Select each line of the listing below that contains the word "plant", and copy those lines out.

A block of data
──────────
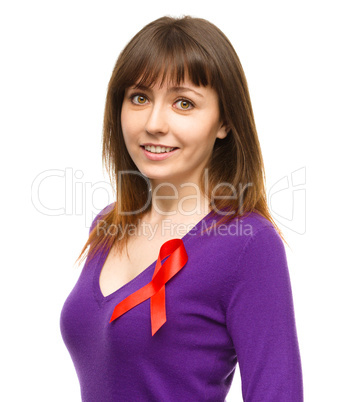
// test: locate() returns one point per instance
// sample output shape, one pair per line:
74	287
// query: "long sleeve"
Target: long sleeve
260	319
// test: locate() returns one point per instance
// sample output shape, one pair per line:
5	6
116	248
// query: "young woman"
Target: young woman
186	273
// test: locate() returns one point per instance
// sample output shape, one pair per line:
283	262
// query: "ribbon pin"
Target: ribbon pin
155	289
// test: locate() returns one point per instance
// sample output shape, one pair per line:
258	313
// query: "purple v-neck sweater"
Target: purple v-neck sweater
231	303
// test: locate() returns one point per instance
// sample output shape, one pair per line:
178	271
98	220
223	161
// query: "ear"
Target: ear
223	131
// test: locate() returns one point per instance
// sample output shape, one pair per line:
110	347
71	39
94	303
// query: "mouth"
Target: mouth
158	149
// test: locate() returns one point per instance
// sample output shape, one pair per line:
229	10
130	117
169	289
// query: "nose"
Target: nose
157	121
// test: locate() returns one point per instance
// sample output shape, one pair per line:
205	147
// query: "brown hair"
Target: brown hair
172	48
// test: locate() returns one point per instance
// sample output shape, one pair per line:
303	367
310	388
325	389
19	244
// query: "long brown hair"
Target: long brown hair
175	48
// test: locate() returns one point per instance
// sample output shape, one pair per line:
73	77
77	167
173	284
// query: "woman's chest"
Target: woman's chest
120	268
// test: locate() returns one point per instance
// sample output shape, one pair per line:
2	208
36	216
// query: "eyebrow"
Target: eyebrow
171	89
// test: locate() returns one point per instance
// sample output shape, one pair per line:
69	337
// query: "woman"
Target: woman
186	274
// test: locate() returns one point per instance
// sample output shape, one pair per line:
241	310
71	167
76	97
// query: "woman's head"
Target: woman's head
171	50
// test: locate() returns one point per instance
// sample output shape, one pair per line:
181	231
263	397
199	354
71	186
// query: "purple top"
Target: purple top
231	303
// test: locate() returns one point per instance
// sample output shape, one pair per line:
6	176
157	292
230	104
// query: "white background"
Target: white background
57	58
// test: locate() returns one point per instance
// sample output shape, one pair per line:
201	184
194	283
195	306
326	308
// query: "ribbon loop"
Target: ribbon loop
177	257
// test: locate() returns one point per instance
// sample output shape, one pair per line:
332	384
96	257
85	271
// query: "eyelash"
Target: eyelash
178	100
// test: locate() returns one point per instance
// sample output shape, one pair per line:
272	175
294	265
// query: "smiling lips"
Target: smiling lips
158	153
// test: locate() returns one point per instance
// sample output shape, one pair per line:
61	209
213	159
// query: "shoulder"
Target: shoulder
243	231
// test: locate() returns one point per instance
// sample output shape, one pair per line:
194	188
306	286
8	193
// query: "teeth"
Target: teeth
158	150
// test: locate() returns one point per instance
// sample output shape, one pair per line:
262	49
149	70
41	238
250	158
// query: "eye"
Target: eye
184	104
138	99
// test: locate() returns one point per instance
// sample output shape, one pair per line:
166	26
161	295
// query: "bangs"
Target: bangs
168	55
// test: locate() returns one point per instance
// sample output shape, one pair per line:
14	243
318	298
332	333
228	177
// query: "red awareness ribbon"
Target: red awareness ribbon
155	289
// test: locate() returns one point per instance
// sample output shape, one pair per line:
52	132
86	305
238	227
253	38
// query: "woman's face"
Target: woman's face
186	118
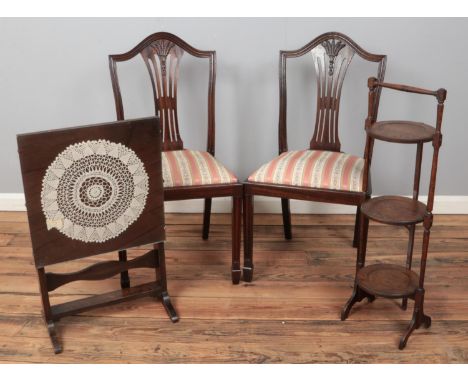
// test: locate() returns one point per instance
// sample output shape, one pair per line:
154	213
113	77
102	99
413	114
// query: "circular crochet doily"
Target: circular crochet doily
94	190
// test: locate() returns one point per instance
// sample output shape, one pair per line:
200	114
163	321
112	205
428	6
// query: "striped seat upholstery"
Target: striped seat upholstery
313	168
193	168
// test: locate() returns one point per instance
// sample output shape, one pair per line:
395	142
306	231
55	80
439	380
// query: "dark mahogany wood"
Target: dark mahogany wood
162	53
331	53
396	210
401	131
50	246
386	280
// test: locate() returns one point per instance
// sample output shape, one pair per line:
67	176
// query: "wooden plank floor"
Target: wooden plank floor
290	313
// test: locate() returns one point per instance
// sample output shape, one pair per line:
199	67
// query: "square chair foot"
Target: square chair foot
247	274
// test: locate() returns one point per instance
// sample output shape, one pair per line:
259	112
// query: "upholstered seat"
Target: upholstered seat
313	168
193	168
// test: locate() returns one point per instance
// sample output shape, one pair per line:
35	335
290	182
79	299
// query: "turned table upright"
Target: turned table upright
390	280
91	190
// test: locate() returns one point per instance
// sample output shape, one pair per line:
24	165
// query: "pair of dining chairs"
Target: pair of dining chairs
320	173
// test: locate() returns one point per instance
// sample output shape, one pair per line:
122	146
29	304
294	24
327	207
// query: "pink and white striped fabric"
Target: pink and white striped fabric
313	168
193	168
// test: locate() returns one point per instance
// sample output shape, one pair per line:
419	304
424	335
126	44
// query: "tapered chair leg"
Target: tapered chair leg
248	238
124	277
236	238
161	277
356	228
206	219
286	219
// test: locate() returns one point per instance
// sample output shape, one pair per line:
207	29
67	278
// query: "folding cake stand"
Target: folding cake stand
389	280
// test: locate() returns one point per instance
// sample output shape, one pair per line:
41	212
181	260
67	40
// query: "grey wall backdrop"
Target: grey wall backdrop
54	73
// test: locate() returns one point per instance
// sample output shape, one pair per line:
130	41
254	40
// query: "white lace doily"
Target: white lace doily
94	190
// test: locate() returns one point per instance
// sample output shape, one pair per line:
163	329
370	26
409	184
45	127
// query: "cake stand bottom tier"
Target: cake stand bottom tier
388	280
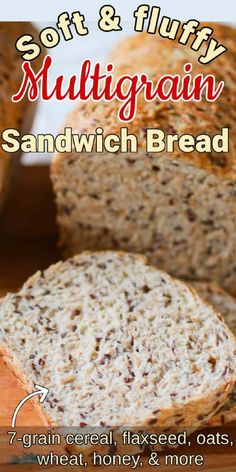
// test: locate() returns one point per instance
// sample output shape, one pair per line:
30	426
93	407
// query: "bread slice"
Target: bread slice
179	209
226	305
13	115
117	343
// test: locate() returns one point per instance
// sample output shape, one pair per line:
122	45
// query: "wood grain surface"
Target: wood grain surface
28	236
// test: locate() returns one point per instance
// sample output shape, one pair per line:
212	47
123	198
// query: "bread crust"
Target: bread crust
13	115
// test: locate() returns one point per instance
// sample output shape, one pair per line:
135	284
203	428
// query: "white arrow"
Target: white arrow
43	391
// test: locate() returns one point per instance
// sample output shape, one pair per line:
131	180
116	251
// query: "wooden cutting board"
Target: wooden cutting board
28	236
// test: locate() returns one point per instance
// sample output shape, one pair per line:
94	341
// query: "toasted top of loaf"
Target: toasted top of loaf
117	342
156	56
12	115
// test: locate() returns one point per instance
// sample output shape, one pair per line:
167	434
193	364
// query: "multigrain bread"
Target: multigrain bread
12	115
178	209
117	342
225	304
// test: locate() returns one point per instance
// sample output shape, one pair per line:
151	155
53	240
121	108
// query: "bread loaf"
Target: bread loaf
226	305
117	342
180	208
12	115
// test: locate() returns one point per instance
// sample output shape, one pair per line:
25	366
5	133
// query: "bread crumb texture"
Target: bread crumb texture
118	342
178	209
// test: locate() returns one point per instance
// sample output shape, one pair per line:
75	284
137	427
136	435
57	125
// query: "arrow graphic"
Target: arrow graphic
43	391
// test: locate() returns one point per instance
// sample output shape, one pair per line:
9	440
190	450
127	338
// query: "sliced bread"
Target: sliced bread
226	305
13	115
117	342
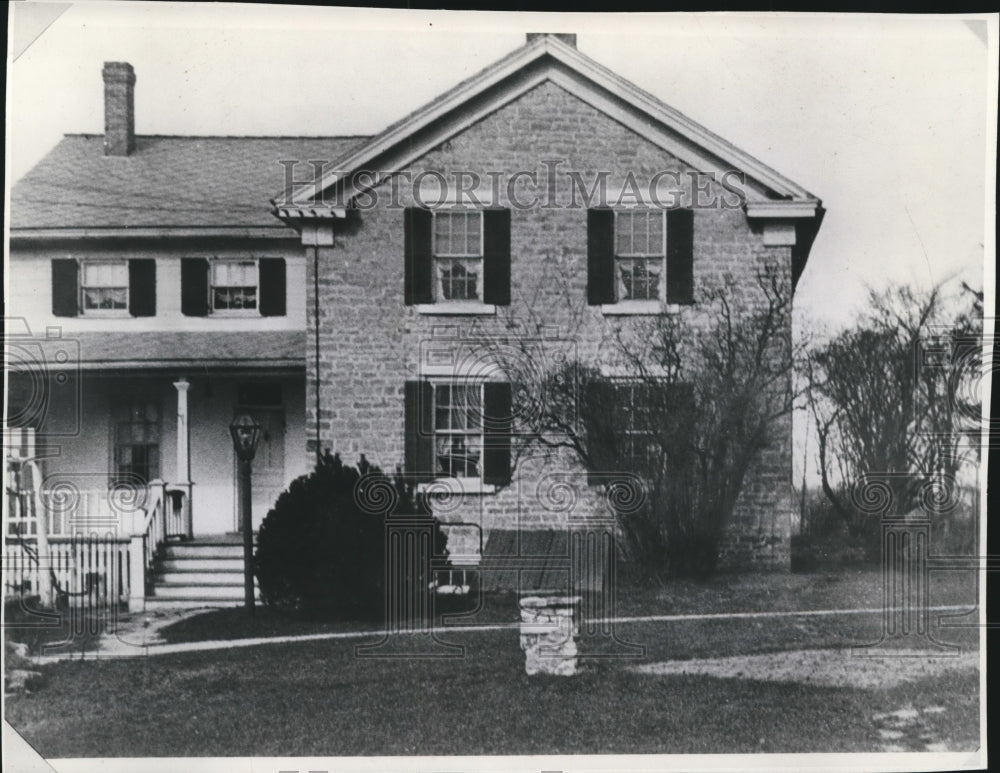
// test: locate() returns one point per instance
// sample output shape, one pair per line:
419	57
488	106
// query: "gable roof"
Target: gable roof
544	58
167	182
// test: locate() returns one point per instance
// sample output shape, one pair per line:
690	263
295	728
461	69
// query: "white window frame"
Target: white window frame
215	262
443	305
632	432
124	417
84	287
626	306
478	432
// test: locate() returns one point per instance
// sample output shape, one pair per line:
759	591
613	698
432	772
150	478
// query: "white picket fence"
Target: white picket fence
91	548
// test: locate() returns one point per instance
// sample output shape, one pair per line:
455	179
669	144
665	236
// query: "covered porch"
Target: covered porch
103	472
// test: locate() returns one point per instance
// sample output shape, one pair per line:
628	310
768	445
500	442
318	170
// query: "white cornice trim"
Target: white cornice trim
158	232
782	209
310	212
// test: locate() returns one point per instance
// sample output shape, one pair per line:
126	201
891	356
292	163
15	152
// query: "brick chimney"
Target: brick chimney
568	38
119	109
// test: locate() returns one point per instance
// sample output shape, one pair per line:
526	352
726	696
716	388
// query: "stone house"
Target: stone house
344	300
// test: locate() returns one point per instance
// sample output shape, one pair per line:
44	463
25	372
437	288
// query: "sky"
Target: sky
890	120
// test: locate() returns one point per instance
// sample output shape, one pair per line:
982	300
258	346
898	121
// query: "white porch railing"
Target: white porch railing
88	547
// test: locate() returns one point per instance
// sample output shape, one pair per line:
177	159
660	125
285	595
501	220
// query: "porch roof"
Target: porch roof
163	350
167	182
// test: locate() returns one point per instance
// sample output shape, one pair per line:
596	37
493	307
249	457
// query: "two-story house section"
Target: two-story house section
152	298
546	188
158	286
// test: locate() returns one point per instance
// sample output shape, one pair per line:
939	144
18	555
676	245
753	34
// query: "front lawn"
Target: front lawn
725	594
319	698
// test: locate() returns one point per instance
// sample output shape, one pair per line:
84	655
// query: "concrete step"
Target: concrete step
193	564
202	550
198	591
217	577
191	602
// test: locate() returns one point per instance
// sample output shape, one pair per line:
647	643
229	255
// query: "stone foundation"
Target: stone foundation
549	629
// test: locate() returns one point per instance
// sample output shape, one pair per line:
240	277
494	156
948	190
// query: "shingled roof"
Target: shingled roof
165	182
117	349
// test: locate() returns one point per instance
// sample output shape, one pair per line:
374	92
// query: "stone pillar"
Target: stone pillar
184	452
549	631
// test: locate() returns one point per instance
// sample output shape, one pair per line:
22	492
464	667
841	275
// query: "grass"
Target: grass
720	595
52	631
319	698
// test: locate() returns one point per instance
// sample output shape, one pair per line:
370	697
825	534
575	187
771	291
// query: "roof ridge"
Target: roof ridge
90	135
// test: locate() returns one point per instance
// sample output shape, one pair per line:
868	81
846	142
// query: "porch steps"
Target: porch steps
205	572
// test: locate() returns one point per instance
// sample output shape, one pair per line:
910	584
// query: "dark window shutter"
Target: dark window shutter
496	256
142	287
680	256
272	287
497	422
194	287
600	256
65	288
419	429
417	224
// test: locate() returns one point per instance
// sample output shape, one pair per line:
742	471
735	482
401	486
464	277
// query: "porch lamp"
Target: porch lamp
246	434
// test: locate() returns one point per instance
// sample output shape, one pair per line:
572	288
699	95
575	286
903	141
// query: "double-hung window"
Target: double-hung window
458	255
234	286
456	260
245	287
640	260
458	430
640	250
104	286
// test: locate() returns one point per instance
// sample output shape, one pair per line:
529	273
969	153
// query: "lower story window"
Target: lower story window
458	430
104	286
137	442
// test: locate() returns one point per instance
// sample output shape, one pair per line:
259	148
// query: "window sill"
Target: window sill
106	314
457	307
457	486
636	308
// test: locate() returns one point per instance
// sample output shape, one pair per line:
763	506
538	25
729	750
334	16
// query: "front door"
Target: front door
269	463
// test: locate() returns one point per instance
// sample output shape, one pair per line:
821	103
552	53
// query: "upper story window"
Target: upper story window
137	440
103	287
458	255
234	285
456	260
640	249
640	261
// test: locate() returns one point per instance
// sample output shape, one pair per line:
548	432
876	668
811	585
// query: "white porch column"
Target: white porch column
184	452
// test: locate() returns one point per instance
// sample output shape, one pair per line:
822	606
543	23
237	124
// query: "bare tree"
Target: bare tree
686	402
885	395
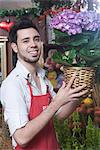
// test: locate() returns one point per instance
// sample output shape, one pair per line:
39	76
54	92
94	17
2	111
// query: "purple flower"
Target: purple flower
73	23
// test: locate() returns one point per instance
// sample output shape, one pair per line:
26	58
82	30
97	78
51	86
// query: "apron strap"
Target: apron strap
30	88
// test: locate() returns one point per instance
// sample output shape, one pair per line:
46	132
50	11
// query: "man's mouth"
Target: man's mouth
34	53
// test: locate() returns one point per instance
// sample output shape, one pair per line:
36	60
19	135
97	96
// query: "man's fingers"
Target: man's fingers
80	93
71	80
78	89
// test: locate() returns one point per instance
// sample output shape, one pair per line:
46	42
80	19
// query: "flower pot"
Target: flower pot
84	75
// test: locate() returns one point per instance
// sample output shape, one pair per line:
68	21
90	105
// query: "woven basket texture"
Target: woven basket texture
84	75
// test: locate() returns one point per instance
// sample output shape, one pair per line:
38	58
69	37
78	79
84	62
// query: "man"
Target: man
27	95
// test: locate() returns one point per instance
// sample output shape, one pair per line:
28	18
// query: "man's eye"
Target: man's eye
26	41
37	39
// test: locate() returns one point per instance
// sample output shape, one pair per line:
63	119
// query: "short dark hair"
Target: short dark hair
23	23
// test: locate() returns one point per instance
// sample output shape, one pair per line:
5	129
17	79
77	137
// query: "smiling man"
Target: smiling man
27	96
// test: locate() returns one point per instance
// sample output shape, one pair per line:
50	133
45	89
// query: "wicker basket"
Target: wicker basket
83	75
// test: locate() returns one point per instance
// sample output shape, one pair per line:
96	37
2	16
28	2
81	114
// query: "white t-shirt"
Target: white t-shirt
15	96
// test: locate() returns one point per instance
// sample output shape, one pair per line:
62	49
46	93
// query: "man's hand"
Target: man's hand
67	94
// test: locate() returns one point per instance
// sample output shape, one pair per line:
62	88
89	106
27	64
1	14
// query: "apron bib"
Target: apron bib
46	138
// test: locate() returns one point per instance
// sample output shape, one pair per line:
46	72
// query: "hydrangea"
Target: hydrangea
79	34
73	23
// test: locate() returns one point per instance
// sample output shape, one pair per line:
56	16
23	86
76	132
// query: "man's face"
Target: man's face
28	45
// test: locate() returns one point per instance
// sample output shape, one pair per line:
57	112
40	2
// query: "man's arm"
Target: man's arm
65	94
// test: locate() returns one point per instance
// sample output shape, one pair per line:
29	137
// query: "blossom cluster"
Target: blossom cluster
74	23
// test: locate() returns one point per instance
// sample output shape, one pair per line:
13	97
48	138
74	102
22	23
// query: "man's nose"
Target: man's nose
33	43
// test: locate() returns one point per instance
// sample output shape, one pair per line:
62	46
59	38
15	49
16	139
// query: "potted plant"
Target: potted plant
79	34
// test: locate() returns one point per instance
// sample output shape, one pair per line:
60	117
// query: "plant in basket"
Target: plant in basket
79	35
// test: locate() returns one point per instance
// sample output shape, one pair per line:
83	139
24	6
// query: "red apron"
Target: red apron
46	138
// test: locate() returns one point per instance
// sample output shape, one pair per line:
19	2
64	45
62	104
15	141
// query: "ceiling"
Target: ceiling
15	4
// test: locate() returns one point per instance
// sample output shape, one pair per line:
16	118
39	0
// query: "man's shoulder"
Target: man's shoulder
11	78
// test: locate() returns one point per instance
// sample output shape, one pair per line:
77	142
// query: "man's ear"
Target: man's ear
14	47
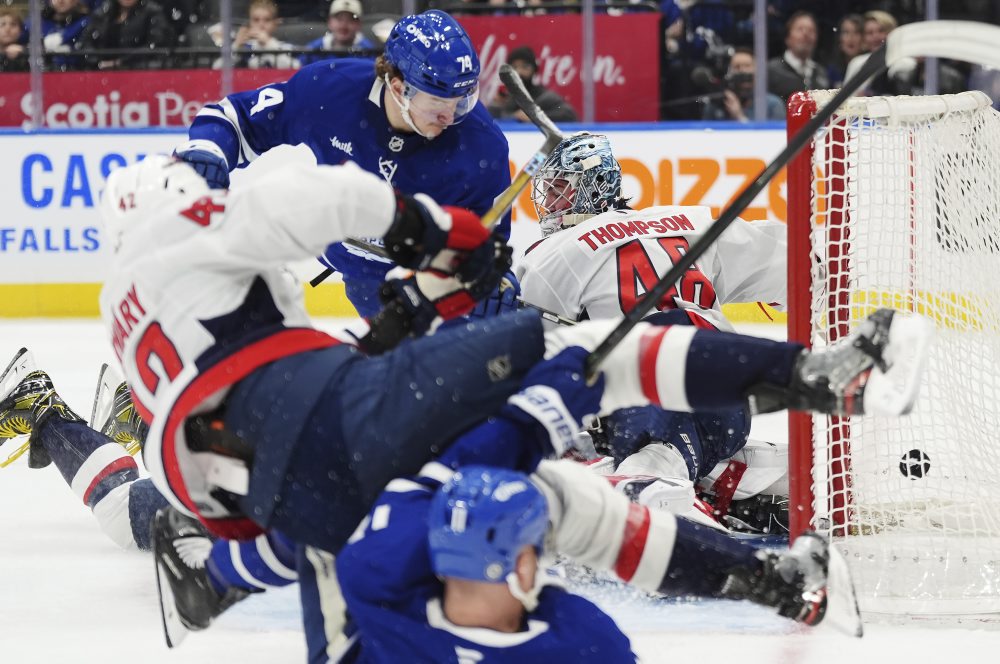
──────────
Written answer:
// query: "potted plant"
Target: potted plant
// query: "plant in basket"
Target: plant in basket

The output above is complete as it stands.